** Exercise **
Copy everything from the start of the entries down to the line that contains "pixel 59 351", and leave the pictures out of your copy.
»»
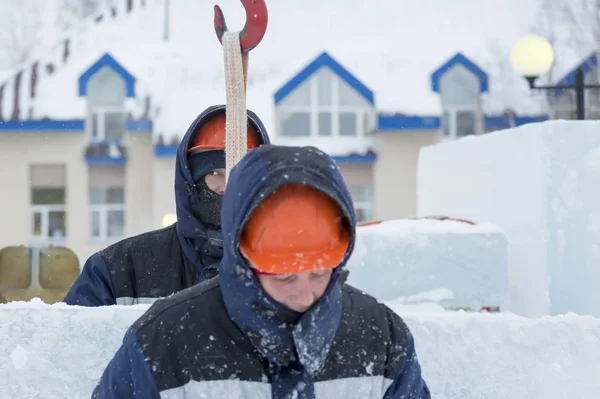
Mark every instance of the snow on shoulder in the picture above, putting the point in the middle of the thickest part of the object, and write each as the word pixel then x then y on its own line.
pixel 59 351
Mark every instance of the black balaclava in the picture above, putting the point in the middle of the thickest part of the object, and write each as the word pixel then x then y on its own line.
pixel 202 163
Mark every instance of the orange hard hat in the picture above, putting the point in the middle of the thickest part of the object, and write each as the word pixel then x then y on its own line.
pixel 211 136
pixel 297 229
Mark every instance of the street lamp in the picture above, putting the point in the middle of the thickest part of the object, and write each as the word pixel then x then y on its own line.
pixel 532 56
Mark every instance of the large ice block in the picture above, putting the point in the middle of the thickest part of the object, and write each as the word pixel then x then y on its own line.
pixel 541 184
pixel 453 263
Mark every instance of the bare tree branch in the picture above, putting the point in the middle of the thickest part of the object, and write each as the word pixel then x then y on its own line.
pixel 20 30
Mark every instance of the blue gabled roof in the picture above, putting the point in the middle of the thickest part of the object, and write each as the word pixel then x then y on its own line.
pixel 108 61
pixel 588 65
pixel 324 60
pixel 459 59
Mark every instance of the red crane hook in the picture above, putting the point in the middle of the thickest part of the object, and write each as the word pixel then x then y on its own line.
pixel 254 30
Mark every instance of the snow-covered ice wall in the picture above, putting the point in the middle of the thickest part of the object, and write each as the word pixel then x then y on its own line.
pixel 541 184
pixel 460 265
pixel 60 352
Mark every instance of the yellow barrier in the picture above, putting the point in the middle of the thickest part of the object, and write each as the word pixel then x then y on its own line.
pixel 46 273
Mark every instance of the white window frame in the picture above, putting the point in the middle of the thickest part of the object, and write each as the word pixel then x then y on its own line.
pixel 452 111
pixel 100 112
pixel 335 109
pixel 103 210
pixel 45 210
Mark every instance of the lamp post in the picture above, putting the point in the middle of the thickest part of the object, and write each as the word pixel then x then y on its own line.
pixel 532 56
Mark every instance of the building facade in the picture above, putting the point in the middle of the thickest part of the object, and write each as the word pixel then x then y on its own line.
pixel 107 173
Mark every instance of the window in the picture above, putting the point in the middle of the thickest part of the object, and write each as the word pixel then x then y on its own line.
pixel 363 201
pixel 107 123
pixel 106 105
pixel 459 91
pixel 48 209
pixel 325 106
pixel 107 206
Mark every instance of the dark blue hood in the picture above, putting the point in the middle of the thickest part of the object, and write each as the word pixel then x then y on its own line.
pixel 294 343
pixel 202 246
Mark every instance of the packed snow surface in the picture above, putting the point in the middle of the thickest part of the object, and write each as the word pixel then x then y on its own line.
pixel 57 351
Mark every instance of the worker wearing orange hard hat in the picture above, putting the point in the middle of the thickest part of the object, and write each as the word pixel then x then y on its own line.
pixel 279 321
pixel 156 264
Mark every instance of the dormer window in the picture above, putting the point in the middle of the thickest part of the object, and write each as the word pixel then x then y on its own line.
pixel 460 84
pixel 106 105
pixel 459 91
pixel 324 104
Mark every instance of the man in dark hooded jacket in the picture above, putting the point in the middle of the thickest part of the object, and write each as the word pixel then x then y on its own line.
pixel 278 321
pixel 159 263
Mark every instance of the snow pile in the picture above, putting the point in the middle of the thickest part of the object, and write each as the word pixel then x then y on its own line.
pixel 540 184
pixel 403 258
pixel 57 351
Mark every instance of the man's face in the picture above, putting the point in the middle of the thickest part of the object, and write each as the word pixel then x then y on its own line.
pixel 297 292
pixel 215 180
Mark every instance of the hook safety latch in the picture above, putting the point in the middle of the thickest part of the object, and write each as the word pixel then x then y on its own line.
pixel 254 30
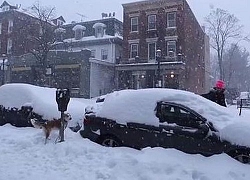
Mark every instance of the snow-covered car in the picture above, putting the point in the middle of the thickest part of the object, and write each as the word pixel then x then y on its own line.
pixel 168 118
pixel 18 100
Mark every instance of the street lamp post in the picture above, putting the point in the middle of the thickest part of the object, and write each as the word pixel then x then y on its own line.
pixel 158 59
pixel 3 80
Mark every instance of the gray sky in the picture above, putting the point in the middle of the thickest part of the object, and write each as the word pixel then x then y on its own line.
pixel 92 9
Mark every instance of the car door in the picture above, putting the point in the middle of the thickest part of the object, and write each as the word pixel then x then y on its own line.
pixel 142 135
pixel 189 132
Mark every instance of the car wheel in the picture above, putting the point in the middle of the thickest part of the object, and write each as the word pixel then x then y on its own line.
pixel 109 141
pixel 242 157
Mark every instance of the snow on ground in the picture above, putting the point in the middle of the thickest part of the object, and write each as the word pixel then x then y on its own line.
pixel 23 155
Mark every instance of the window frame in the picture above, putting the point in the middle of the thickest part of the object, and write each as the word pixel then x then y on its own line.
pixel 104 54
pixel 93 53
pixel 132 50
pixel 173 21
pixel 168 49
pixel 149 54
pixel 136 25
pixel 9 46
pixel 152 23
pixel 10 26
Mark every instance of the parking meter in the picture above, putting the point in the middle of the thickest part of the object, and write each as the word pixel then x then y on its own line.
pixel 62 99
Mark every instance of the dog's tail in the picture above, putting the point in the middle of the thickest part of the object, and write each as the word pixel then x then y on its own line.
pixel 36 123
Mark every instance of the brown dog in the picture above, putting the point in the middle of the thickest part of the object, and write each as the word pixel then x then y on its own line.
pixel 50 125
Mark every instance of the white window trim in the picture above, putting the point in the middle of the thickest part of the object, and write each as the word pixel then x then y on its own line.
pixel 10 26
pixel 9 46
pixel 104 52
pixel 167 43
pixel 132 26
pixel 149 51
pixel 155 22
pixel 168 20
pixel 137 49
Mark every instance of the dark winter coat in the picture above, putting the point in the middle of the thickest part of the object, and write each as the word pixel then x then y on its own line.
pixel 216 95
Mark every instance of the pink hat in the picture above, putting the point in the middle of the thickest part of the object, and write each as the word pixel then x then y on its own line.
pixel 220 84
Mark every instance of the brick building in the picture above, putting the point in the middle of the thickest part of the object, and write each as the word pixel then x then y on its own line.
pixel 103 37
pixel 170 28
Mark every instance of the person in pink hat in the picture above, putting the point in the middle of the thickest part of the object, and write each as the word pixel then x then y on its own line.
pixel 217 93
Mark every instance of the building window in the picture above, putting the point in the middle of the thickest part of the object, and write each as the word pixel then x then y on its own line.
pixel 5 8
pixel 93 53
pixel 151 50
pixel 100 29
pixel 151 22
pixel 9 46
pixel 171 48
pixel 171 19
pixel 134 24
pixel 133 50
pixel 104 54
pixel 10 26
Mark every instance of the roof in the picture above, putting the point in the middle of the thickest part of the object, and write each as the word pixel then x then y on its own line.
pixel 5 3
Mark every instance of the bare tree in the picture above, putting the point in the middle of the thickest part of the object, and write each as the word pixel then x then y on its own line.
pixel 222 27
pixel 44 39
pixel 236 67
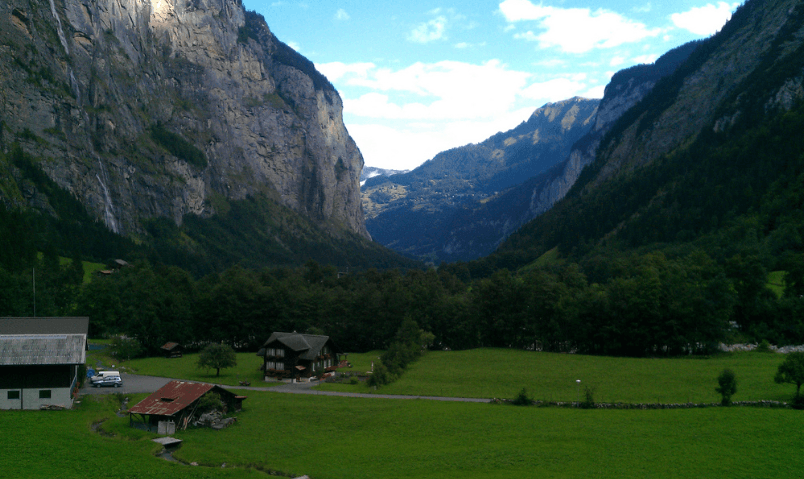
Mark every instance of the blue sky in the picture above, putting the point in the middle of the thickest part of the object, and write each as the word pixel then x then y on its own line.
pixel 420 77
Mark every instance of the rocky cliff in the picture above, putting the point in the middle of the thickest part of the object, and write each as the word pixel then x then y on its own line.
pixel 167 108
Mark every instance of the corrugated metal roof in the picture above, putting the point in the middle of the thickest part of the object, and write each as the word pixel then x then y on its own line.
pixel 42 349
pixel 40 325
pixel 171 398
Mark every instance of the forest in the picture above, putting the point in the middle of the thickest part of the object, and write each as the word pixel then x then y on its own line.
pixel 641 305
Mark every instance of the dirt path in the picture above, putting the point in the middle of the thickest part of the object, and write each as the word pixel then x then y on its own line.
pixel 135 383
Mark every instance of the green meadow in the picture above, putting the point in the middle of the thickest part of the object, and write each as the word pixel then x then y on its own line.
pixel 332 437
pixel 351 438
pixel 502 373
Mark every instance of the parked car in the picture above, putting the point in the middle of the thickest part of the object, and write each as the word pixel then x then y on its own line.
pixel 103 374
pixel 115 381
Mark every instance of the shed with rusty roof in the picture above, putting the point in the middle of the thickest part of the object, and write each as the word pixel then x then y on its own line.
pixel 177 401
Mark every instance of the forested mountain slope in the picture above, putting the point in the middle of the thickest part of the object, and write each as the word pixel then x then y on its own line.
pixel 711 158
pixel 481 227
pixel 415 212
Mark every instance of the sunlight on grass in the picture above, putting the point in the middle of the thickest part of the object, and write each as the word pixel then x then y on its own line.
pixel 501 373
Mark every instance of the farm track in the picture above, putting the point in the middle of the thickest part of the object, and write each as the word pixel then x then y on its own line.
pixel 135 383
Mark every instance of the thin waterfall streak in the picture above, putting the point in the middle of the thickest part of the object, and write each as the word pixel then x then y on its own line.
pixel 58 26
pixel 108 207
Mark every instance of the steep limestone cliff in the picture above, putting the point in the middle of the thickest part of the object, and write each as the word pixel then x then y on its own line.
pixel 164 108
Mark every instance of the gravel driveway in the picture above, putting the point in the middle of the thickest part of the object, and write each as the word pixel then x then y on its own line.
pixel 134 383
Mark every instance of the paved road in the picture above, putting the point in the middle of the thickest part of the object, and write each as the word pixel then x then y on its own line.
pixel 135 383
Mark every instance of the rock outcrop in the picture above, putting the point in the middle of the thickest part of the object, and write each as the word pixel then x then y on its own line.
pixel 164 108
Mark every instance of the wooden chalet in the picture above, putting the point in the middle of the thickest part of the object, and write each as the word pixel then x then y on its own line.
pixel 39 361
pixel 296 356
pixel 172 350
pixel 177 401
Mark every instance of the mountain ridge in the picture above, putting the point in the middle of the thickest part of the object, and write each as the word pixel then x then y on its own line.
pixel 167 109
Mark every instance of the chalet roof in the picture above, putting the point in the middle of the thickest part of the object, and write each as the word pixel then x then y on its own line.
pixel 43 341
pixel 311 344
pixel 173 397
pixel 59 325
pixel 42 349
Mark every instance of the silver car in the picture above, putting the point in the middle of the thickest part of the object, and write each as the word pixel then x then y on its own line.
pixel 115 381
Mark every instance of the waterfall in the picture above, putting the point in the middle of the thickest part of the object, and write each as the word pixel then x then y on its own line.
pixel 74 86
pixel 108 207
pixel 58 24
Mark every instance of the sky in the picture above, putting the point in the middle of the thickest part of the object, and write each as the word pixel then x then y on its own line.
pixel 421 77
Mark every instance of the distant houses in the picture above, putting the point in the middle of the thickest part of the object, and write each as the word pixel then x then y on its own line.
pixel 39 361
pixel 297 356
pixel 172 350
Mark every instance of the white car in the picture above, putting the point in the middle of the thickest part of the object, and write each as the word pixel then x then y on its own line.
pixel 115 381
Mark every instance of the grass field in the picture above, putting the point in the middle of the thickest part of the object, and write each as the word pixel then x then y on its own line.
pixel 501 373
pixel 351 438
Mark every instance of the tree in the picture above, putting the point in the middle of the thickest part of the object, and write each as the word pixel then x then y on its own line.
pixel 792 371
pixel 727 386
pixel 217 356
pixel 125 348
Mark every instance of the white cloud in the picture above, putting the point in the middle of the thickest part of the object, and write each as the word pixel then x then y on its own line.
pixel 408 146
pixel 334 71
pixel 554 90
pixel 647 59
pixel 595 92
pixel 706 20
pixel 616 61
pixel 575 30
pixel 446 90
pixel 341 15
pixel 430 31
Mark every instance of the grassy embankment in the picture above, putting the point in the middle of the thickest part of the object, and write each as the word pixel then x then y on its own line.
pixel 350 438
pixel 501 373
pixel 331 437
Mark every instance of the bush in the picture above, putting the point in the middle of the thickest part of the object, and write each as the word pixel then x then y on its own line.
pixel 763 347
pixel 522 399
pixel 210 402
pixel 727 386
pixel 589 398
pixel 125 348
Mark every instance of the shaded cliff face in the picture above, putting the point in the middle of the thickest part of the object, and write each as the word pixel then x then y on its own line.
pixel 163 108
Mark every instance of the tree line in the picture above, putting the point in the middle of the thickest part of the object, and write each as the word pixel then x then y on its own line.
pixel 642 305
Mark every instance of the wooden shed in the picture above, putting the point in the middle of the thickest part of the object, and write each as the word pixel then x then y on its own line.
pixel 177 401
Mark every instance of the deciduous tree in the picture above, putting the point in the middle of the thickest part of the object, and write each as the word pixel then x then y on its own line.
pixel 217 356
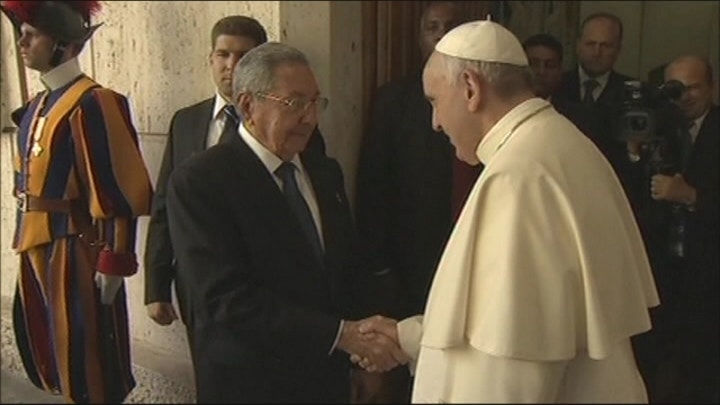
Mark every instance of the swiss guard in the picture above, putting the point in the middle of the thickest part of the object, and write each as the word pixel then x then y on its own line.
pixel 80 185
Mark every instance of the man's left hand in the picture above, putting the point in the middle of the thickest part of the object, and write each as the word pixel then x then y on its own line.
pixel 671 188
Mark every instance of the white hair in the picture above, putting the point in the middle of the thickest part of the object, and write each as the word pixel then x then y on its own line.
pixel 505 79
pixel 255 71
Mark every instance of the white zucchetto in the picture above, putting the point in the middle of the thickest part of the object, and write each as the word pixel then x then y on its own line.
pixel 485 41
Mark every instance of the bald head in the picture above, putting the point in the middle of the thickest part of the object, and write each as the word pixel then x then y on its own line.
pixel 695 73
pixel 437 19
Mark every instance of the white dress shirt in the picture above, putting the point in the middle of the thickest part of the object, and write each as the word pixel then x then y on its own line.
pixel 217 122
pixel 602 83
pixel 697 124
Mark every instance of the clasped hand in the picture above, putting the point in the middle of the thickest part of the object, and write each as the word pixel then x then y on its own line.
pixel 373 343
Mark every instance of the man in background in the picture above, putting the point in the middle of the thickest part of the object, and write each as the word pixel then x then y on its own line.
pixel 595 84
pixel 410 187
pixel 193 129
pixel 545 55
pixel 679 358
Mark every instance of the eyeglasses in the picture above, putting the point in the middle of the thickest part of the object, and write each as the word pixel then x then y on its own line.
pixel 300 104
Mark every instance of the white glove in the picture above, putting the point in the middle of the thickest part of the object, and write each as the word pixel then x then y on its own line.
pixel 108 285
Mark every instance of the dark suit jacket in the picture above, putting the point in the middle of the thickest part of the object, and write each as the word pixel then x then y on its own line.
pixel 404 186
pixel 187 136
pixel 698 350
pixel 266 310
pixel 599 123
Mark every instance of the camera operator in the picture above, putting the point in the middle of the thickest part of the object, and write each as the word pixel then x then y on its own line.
««
** In response **
Mark every instance of the snow on shoulder in the picture above, putting the point in the middle of the thickest part of the object, and write each as the word pixel then x then y on its own line.
pixel 59 351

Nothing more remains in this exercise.